## Given problem
Please rewrite the material as a numbered list, from its start through the line with "xmin=338 ymin=123 xmax=367 ymax=168", skipping blank lines and leaving any pictures out.

## Supplied records
◇ ◇ ◇ ◇
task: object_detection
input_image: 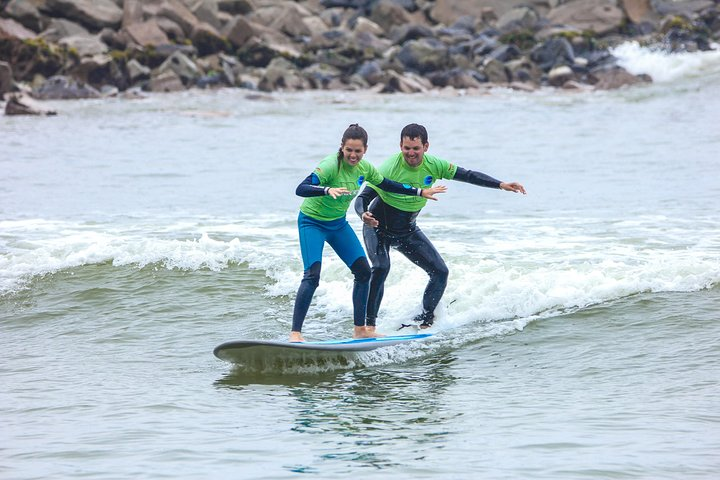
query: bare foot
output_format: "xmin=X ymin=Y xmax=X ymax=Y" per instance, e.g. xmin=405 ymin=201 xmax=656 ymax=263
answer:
xmin=290 ymin=332 xmax=305 ymax=343
xmin=365 ymin=325 xmax=385 ymax=338
xmin=353 ymin=327 xmax=385 ymax=338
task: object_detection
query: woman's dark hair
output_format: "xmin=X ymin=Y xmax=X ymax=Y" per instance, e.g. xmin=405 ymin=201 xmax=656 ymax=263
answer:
xmin=400 ymin=123 xmax=427 ymax=145
xmin=338 ymin=123 xmax=367 ymax=168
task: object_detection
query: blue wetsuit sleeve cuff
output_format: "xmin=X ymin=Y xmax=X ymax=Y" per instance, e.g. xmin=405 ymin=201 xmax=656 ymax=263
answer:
xmin=295 ymin=173 xmax=330 ymax=197
xmin=377 ymin=178 xmax=422 ymax=196
xmin=453 ymin=167 xmax=501 ymax=188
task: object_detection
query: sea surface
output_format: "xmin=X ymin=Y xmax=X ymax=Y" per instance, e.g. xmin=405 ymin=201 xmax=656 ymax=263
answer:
xmin=0 ymin=44 xmax=720 ymax=480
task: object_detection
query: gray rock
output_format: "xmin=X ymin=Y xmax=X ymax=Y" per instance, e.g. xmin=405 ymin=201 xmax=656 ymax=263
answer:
xmin=548 ymin=0 xmax=624 ymax=35
xmin=530 ymin=38 xmax=575 ymax=72
xmin=356 ymin=60 xmax=385 ymax=85
xmin=153 ymin=52 xmax=201 ymax=85
xmin=592 ymin=65 xmax=652 ymax=90
xmin=126 ymin=58 xmax=151 ymax=83
xmin=382 ymin=70 xmax=433 ymax=93
xmin=218 ymin=0 xmax=257 ymax=15
xmin=0 ymin=18 xmax=37 ymax=40
xmin=496 ymin=6 xmax=539 ymax=31
xmin=368 ymin=0 xmax=412 ymax=32
xmin=157 ymin=0 xmax=200 ymax=37
xmin=5 ymin=95 xmax=57 ymax=115
xmin=4 ymin=0 xmax=43 ymax=32
xmin=397 ymin=38 xmax=449 ymax=73
xmin=482 ymin=59 xmax=510 ymax=83
xmin=58 ymin=35 xmax=109 ymax=57
xmin=40 ymin=18 xmax=90 ymax=43
xmin=148 ymin=70 xmax=185 ymax=92
xmin=548 ymin=65 xmax=575 ymax=87
xmin=47 ymin=0 xmax=123 ymax=31
xmin=33 ymin=75 xmax=100 ymax=100
xmin=124 ymin=18 xmax=170 ymax=47
xmin=0 ymin=62 xmax=15 ymax=98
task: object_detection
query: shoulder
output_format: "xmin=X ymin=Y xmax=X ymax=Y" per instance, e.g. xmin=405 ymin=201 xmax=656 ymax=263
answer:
xmin=315 ymin=153 xmax=337 ymax=176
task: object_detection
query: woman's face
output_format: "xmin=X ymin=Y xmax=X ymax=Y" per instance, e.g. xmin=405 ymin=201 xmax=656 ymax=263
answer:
xmin=342 ymin=138 xmax=367 ymax=167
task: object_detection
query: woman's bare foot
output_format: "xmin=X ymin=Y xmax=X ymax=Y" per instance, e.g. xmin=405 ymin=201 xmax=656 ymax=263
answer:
xmin=290 ymin=332 xmax=305 ymax=343
xmin=353 ymin=327 xmax=385 ymax=338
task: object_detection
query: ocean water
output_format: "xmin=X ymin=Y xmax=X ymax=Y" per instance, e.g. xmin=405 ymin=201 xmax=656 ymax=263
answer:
xmin=0 ymin=44 xmax=720 ymax=480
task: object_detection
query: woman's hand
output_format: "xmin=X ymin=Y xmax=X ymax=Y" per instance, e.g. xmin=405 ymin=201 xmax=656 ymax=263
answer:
xmin=422 ymin=185 xmax=447 ymax=201
xmin=328 ymin=187 xmax=350 ymax=198
xmin=500 ymin=182 xmax=526 ymax=195
xmin=360 ymin=212 xmax=380 ymax=228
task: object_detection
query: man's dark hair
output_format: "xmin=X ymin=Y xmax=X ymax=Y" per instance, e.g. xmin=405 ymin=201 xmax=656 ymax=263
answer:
xmin=400 ymin=123 xmax=427 ymax=145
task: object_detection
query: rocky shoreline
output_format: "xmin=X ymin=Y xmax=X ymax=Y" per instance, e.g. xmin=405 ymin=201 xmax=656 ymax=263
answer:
xmin=0 ymin=0 xmax=720 ymax=114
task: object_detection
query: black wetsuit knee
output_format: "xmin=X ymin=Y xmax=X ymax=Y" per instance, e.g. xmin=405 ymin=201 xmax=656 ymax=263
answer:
xmin=350 ymin=257 xmax=370 ymax=283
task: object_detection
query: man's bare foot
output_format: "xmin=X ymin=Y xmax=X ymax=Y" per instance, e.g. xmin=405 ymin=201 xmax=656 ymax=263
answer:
xmin=353 ymin=327 xmax=385 ymax=338
xmin=365 ymin=325 xmax=385 ymax=338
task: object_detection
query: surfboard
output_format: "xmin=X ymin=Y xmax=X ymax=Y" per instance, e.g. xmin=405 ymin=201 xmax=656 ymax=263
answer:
xmin=213 ymin=333 xmax=432 ymax=363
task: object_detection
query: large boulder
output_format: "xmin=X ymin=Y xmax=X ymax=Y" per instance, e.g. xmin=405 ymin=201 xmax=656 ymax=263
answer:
xmin=157 ymin=51 xmax=201 ymax=85
xmin=40 ymin=18 xmax=90 ymax=43
xmin=0 ymin=62 xmax=14 ymax=94
xmin=368 ymin=0 xmax=412 ymax=32
xmin=620 ymin=0 xmax=653 ymax=23
xmin=397 ymin=38 xmax=449 ymax=73
xmin=5 ymin=95 xmax=57 ymax=115
xmin=592 ymin=65 xmax=652 ymax=90
xmin=0 ymin=18 xmax=37 ymax=40
xmin=430 ymin=0 xmax=552 ymax=26
xmin=33 ymin=75 xmax=100 ymax=100
xmin=125 ymin=18 xmax=170 ymax=47
xmin=157 ymin=0 xmax=200 ymax=37
xmin=530 ymin=37 xmax=575 ymax=72
xmin=58 ymin=35 xmax=108 ymax=58
xmin=47 ymin=0 xmax=123 ymax=31
xmin=3 ymin=0 xmax=42 ymax=32
xmin=547 ymin=0 xmax=624 ymax=35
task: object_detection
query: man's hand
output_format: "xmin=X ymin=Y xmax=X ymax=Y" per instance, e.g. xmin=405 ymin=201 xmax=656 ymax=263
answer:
xmin=500 ymin=182 xmax=527 ymax=195
xmin=360 ymin=212 xmax=380 ymax=228
xmin=422 ymin=185 xmax=447 ymax=201
xmin=328 ymin=187 xmax=350 ymax=198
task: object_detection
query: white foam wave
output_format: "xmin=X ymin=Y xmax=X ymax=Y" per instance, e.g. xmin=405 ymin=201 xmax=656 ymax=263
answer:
xmin=0 ymin=220 xmax=299 ymax=294
xmin=611 ymin=42 xmax=720 ymax=83
xmin=0 ymin=217 xmax=720 ymax=338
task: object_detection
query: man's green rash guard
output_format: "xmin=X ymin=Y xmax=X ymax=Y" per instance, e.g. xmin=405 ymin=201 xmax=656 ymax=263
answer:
xmin=370 ymin=153 xmax=457 ymax=212
xmin=300 ymin=153 xmax=388 ymax=221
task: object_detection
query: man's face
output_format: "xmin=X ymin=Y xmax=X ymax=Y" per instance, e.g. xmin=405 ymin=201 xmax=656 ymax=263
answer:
xmin=400 ymin=137 xmax=430 ymax=167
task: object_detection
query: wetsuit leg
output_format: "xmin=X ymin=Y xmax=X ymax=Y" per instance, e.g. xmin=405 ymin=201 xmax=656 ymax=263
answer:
xmin=350 ymin=257 xmax=370 ymax=327
xmin=327 ymin=222 xmax=370 ymax=327
xmin=292 ymin=262 xmax=321 ymax=332
xmin=396 ymin=228 xmax=449 ymax=324
xmin=363 ymin=225 xmax=390 ymax=327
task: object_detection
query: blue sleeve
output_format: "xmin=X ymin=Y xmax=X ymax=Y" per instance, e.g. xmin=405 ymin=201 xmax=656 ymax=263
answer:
xmin=295 ymin=172 xmax=326 ymax=197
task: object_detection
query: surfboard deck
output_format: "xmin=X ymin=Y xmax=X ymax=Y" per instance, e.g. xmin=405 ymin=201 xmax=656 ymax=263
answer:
xmin=213 ymin=333 xmax=432 ymax=363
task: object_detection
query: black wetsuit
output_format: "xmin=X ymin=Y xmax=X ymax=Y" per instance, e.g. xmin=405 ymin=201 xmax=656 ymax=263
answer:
xmin=355 ymin=167 xmax=500 ymax=326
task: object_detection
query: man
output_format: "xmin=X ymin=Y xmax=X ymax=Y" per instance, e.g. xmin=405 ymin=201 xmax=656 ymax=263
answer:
xmin=355 ymin=123 xmax=525 ymax=332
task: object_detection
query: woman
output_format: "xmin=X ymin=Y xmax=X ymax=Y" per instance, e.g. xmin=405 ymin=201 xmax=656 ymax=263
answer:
xmin=290 ymin=123 xmax=446 ymax=342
◇ ◇ ◇ ◇
## Expected answer
1. task: object_detection
2. input_image: 
3. query: bare foot
4. output_format: "xmin=X ymin=Y xmax=X ymax=Y" per instance, e.g. xmin=405 ymin=201 xmax=656 ymax=263
5. answer:
6. xmin=290 ymin=332 xmax=305 ymax=343
7. xmin=365 ymin=325 xmax=385 ymax=338
8. xmin=353 ymin=327 xmax=385 ymax=338
9. task: object_detection
10. query: woman's dark hair
11. output_format: "xmin=X ymin=Y xmax=X ymax=Y" per instance, e.g. xmin=405 ymin=201 xmax=656 ymax=263
12. answer:
13. xmin=400 ymin=123 xmax=427 ymax=145
14. xmin=338 ymin=123 xmax=367 ymax=168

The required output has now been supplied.